-- Begin --

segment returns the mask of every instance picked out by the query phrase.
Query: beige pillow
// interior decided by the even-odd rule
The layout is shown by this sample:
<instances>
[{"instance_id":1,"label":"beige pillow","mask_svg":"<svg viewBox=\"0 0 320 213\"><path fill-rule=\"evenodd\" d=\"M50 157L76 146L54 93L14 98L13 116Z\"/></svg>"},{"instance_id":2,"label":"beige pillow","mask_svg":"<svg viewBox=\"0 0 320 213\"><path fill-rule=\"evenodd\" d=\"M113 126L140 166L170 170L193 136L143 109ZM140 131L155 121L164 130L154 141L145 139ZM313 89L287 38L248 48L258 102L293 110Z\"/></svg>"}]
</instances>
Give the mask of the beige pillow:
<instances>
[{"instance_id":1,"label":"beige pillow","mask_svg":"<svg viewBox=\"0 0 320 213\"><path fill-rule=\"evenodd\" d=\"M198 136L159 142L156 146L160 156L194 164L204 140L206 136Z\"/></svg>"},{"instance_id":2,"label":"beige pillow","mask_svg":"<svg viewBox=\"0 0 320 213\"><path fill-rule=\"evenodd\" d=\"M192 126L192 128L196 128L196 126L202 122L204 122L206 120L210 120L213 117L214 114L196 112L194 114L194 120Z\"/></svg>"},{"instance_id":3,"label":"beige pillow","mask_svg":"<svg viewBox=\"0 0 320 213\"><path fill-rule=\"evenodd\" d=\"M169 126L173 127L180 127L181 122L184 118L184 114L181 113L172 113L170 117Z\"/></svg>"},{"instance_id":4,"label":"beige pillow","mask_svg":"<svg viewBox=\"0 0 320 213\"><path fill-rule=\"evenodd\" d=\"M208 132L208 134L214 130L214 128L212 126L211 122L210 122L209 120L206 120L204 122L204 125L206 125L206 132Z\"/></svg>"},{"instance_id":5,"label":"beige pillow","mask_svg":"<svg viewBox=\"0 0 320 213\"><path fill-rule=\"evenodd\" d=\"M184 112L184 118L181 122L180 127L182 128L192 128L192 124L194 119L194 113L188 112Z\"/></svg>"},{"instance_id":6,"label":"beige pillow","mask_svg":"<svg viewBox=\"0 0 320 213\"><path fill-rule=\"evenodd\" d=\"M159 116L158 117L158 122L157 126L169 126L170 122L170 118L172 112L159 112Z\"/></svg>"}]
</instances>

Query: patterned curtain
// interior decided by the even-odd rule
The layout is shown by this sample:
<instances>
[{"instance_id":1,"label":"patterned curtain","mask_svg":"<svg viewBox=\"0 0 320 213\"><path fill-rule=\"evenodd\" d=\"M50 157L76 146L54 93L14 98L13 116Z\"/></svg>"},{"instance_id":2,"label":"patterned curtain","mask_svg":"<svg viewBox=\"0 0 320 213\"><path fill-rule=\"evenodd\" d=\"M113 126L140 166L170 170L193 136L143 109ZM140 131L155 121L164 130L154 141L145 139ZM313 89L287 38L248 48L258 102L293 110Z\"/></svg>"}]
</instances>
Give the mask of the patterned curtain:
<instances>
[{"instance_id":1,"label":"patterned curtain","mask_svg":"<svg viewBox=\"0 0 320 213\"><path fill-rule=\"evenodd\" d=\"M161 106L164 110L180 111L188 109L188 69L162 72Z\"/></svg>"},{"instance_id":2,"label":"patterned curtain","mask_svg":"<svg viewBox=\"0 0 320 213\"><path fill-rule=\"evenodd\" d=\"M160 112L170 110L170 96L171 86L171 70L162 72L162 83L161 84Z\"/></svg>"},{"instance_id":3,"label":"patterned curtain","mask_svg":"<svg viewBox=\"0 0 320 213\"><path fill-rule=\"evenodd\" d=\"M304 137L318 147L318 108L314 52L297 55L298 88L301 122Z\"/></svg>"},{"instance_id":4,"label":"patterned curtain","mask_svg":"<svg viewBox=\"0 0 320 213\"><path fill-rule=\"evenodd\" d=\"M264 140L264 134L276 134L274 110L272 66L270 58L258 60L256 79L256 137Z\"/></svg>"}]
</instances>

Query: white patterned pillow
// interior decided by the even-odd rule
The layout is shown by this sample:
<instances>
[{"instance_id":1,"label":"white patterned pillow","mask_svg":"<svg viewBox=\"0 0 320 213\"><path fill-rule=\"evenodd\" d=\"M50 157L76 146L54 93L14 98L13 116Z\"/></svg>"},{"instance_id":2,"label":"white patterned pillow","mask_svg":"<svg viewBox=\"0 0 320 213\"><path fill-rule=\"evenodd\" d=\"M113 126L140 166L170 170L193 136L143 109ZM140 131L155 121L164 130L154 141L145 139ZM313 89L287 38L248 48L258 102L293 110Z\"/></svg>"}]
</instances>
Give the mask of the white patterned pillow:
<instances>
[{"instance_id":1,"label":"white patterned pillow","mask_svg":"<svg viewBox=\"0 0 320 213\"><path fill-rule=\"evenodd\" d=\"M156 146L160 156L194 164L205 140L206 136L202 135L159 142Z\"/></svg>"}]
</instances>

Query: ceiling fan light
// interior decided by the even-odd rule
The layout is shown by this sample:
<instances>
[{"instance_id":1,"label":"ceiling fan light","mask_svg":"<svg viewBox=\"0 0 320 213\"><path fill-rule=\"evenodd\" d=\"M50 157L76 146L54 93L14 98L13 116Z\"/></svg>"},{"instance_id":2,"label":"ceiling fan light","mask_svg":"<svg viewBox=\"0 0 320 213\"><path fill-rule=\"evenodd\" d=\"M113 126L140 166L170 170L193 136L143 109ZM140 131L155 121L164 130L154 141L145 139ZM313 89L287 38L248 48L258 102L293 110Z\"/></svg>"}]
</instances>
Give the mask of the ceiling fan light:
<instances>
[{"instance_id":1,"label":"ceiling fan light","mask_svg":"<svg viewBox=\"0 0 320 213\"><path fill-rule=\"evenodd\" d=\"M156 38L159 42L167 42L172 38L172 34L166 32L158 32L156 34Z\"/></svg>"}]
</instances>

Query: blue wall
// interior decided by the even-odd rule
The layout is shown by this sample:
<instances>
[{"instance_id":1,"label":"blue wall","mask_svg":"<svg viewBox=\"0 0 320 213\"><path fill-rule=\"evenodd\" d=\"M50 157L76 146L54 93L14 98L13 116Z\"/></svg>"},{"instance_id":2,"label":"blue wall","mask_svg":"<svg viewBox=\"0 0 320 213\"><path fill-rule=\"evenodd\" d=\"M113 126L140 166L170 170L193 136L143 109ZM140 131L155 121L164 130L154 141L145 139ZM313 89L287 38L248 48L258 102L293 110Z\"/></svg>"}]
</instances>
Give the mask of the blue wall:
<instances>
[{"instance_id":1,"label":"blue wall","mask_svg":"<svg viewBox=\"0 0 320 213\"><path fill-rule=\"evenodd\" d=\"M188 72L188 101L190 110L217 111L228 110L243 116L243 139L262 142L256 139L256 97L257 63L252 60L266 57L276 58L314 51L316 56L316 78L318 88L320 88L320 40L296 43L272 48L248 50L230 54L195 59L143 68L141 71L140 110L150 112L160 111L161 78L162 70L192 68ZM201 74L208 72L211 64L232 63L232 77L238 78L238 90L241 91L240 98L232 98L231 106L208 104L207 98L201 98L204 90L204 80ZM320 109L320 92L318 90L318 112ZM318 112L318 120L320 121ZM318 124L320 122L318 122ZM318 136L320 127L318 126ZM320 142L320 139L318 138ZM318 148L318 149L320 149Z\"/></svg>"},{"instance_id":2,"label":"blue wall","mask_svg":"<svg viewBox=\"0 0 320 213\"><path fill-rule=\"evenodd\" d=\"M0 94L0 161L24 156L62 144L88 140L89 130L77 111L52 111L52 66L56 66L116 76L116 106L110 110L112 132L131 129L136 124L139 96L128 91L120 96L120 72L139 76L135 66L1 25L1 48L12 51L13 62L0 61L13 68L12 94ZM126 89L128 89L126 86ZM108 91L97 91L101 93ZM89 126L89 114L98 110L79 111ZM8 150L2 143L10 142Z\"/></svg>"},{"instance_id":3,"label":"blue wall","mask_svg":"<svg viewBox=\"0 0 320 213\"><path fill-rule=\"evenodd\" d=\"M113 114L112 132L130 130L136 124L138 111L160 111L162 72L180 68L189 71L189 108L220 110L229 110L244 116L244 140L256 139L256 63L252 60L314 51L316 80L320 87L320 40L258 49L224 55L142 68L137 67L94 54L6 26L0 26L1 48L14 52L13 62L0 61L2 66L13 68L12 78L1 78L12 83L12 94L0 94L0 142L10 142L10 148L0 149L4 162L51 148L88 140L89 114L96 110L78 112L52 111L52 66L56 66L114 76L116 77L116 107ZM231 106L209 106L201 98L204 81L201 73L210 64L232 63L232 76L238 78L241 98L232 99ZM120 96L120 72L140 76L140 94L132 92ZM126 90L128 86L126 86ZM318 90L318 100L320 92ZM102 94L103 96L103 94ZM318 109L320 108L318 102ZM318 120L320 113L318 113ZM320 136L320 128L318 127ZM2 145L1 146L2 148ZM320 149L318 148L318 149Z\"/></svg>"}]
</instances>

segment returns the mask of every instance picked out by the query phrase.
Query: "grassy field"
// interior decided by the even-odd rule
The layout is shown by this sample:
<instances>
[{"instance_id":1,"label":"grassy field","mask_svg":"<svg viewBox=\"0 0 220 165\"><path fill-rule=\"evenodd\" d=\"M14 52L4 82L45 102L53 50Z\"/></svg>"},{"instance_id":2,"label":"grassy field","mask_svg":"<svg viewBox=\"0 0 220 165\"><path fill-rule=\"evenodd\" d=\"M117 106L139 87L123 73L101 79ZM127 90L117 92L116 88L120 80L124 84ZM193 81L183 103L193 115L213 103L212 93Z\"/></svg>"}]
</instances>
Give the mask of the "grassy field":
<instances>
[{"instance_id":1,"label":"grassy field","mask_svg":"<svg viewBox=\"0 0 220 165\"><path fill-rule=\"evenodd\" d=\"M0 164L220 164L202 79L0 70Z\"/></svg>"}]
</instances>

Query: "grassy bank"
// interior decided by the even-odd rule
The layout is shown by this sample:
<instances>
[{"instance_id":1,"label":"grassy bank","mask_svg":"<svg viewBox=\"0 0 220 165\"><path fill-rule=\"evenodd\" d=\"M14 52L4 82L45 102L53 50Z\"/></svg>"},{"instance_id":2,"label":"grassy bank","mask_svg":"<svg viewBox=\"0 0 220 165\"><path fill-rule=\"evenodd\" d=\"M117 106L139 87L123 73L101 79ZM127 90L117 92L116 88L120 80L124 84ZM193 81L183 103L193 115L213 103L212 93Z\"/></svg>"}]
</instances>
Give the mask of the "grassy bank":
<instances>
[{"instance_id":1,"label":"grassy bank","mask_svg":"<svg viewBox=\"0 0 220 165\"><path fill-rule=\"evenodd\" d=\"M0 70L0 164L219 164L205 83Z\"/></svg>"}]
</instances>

-- End --

### Task directions
Report every line of the listing above that contains the string "field", with case counting.

### Answer to the exercise
Query: "grassy field"
[{"instance_id":1,"label":"grassy field","mask_svg":"<svg viewBox=\"0 0 220 165\"><path fill-rule=\"evenodd\" d=\"M14 52L4 82L45 102L53 50Z\"/></svg>"},{"instance_id":2,"label":"grassy field","mask_svg":"<svg viewBox=\"0 0 220 165\"><path fill-rule=\"evenodd\" d=\"M117 106L139 87L123 73L101 79ZM127 90L117 92L116 88L120 80L124 84ZM193 81L183 103L193 115L213 103L212 93Z\"/></svg>"}]
Give the mask of the "grassy field":
[{"instance_id":1,"label":"grassy field","mask_svg":"<svg viewBox=\"0 0 220 165\"><path fill-rule=\"evenodd\" d=\"M0 164L220 164L202 79L0 70Z\"/></svg>"}]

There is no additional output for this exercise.